=== INPUT ROWS ===

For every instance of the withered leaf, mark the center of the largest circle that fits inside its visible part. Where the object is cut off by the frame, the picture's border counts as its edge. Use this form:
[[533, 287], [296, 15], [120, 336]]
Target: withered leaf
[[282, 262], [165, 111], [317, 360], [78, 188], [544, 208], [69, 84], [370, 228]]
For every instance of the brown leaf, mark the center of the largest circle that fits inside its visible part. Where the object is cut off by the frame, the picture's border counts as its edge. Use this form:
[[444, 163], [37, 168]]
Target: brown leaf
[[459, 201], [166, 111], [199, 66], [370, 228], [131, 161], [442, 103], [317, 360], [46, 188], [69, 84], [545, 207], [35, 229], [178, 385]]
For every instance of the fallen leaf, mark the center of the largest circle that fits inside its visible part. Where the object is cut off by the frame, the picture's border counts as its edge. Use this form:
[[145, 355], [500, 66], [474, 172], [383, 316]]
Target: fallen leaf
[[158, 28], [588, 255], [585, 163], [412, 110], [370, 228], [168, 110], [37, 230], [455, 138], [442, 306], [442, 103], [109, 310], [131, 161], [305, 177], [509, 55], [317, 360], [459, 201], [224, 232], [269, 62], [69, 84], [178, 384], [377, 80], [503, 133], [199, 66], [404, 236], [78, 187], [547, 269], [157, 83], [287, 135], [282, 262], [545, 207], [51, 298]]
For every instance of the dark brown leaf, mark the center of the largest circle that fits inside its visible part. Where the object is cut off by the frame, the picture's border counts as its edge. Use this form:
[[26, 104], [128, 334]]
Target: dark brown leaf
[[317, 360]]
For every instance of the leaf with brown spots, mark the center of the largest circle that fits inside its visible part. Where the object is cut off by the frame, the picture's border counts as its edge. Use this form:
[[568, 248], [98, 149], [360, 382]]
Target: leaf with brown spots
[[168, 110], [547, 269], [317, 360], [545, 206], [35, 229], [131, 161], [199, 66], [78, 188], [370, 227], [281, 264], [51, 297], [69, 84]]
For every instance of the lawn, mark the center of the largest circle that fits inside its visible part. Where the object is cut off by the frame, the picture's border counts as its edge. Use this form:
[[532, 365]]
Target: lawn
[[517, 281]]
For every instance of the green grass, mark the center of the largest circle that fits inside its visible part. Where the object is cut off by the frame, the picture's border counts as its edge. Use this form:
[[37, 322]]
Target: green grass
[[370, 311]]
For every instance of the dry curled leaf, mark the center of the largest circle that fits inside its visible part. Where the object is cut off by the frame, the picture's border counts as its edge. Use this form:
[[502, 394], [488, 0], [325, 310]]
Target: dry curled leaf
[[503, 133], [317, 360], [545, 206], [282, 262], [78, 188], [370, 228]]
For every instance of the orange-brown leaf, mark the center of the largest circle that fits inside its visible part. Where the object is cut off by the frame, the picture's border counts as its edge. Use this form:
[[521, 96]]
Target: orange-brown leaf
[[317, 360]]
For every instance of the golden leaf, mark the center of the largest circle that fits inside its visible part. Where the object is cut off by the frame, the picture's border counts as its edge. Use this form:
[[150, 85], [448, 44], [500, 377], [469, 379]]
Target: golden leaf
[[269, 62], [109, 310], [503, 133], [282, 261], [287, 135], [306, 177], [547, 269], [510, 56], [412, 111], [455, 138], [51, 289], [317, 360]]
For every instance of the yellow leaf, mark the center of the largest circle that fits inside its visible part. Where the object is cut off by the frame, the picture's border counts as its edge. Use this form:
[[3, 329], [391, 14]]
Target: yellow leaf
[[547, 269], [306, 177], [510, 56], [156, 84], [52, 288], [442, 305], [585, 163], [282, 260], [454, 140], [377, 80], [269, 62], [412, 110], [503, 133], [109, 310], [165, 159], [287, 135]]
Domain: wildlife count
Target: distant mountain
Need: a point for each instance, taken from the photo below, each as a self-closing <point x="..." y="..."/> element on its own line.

===

Copy out all of the material above again, putting "biggest circle" wherever "largest circle" appears and leaving every other word and mark as it is.

**ANSWER FOR THE TASK:**
For every instance of the withered leaf, mark the center of the biggest circle that fits inside its visible part. Where the object is cut off by the frame, the picture's border counts as its edge. Use this form:
[[533, 287], [296, 15], [120, 336]]
Target: withered leaf
[[282, 262], [165, 111], [317, 360], [78, 188], [544, 208], [69, 84], [370, 228]]
For every instance of the brown leaf, mark the center of the biggest circle that fits inside its visible part. Where the object is cut off by the frame, the picture's border counts as its edge. Use this form:
[[444, 163], [37, 168]]
Target: brown leaf
[[459, 201], [166, 111], [199, 66], [370, 228], [131, 161], [442, 103], [317, 360], [46, 188], [69, 84], [545, 207], [35, 229], [178, 385]]
For every instance of the fallen leaf, mark the center of the biggest circle that fits inside its visible part. Where the object is cut off by the frame, the picture's border counts as its edge. Use this form:
[[145, 355], [500, 66], [474, 172], [383, 316]]
Target: fallen leaf
[[158, 28], [588, 255], [585, 163], [412, 110], [370, 228], [168, 110], [37, 230], [455, 138], [442, 306], [442, 103], [109, 310], [131, 161], [305, 177], [509, 55], [317, 360], [459, 201], [224, 232], [269, 62], [69, 84], [178, 384], [377, 80], [503, 133], [199, 66], [404, 236], [78, 187], [547, 269], [157, 83], [287, 135], [282, 262], [545, 207], [51, 298]]
For every instance of the dark brown leaf, mark the center of the biggest circle that fits inside its visible part. Where the object is cut off by the frame, the picture's border counts as its edge. Use this form:
[[26, 104], [128, 334]]
Target: dark brown leaf
[[317, 360]]
For every instance of the leaf with brown spots, mark the center of the biggest circle that fits inside its visible part. Where the object is cut off by the frame, the picture's border counts as its edge. Use this form:
[[568, 248], [98, 149], [360, 382]]
Target: leaf with brown spots
[[168, 110], [547, 269], [317, 360], [545, 206], [35, 229], [131, 161], [199, 66], [78, 188], [370, 227], [281, 264], [51, 297], [69, 84]]
For every instance of the lawn, mark the center of the biggest circle that fits inside its visible part. Where the object is cut off by the frame, the picture's border counts as its edge. Use this form:
[[532, 365]]
Target: lawn
[[517, 281]]
For every instance of the green grass, mark the center of the biggest circle that fits inside its visible part. Where the object is cut off by the frame, the picture's border counts as its edge. Use this form:
[[37, 322]]
Target: green grass
[[370, 311]]
For every instance of the dry curled leaf, mark the center of the biggest circle that fits inside its visible part. Where the object is cut off by the frame, the picture's border counts as its edge. Use this form:
[[502, 394], [488, 0], [325, 310]]
Target: dry curled leaf
[[503, 133], [317, 360], [545, 206], [282, 262], [78, 188], [370, 228]]
For every instance of the orange-brown leaf, mark the center of the biggest circle that fits inside its visible part. Where the object is cut off by the frame, the picture's border counts as its edge. Use this form:
[[521, 96]]
Target: orange-brown leaf
[[317, 360]]
For every instance of the golden leaf, mark the center of the biggest circle that fits inside its visible part. Where the object is cut off by the frame, the picture's border counts as its edge. Use this form:
[[150, 85], [448, 44], [500, 377], [469, 379]]
Target: golden leaf
[[269, 62], [109, 310], [503, 133], [282, 261], [287, 135], [306, 177], [547, 269], [510, 56], [412, 111], [455, 138], [51, 289], [317, 360]]
For every instance of the yellow leaf, mark the center of the biggest circle that fits inside its visible part. Where the object is cut off by the frame, the picture's border counts as its edge. Use this form:
[[3, 329], [391, 14]]
Target: yellow leaf
[[547, 269], [306, 177], [510, 56], [156, 84], [52, 288], [442, 305], [585, 163], [282, 260], [454, 140], [377, 80], [269, 62], [412, 110], [503, 133], [109, 310], [165, 159], [287, 135]]
Domain: wildlife count
Target: distant mountain
Need: a point for each instance, taken from the photo below, each as a self-closing <point x="..." y="..."/> element on its own line.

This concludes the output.